== Excerpted data ==
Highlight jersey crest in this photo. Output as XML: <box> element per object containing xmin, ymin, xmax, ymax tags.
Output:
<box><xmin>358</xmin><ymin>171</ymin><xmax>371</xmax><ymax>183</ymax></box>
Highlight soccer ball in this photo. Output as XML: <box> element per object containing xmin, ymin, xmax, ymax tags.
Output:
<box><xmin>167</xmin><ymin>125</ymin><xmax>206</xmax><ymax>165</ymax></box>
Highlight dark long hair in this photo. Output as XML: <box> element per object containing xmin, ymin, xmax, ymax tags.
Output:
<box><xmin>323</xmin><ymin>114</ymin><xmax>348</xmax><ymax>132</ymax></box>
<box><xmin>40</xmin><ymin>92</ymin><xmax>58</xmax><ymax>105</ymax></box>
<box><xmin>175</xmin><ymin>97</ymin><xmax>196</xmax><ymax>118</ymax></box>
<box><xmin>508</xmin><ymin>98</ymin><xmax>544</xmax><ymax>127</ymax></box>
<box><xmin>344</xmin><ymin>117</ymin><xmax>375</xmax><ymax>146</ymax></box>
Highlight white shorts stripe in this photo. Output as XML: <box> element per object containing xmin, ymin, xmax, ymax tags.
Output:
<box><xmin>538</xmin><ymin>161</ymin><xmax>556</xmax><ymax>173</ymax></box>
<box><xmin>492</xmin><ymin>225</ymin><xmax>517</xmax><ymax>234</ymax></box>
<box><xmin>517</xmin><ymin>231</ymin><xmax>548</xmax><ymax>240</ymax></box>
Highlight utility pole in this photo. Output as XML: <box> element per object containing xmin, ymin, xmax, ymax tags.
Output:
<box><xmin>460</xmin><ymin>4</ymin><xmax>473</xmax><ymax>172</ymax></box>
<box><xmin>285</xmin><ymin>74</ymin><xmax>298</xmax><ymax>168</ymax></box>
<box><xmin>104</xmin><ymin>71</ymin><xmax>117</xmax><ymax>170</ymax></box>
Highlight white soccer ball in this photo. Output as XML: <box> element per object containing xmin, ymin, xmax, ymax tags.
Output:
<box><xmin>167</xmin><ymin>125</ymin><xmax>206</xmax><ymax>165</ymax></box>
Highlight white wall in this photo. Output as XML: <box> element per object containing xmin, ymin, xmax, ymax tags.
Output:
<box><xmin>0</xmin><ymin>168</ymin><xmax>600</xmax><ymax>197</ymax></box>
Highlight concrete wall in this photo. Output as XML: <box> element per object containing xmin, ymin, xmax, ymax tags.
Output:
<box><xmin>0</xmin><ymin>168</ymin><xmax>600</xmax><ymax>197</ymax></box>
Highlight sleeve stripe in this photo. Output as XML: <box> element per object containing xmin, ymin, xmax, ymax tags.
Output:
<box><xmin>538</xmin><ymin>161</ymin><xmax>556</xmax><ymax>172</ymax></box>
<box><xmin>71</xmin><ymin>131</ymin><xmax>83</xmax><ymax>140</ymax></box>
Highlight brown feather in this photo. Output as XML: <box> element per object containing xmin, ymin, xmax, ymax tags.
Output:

== Set problem ==
Return every line of the entries above that contains the word "ball". Case counts, so match capitals and lowercase exactly.

== Answer to this exercise ==
Highlight soccer ball in this photo. Output as XML: <box> element per object containing xmin, ymin, xmax, ymax tags.
Highlight white soccer ball in this photo. Output as XML: <box> element per object containing xmin, ymin, xmax, ymax tags.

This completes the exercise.